--- Exercise materials Enclosed Below ---
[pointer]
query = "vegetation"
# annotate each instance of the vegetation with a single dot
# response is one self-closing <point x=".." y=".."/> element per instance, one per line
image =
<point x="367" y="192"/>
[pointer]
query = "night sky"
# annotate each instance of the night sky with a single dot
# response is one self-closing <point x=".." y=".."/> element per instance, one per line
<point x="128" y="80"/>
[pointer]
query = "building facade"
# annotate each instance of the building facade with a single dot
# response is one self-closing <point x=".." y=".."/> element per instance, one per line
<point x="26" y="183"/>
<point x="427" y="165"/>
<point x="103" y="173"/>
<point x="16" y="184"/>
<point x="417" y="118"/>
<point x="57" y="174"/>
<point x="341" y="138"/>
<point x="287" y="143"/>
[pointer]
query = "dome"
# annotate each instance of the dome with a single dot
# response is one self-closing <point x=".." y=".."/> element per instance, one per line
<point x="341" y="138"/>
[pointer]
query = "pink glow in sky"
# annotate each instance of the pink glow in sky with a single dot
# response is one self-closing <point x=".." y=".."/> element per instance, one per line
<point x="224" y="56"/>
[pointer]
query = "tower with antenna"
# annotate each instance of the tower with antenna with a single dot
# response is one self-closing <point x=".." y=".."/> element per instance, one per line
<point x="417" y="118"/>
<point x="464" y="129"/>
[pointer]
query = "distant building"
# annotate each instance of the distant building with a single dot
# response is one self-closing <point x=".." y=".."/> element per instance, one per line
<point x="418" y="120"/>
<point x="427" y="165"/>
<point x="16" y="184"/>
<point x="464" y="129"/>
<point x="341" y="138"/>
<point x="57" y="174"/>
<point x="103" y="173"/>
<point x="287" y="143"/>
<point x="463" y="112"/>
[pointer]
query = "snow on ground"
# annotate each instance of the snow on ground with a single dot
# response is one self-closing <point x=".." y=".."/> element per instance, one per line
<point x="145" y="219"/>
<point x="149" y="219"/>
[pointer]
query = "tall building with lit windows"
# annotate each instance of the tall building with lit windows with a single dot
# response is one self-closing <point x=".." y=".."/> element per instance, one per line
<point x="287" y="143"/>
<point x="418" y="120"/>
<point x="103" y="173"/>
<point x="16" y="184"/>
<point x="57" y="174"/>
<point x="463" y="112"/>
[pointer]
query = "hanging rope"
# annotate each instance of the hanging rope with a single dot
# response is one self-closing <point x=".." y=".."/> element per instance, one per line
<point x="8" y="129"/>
--- End of Enclosed Exercise materials ---
» What is required
What lines in the entries contain "with"? Report each one by copying it.

» Exercise result
# annotate each instance of the vegetation with a single dot
# annotate each instance of the night sky with a single dot
# annotate each instance of the building facade with a single dot
# annotate each instance of the dome with a single dot
# annotate each instance of the pink glow in sky with a single dot
query = "tower with antenna"
# annotate each instance of the tower with antenna with a single dot
# annotate each instance of the distant building with a single dot
# annotate each instance of the snow on ground with a single dot
query = "tall building with lit windows"
# annotate each instance of the tall building with lit windows with a single dot
# annotate each instance of the hanging rope with a single dot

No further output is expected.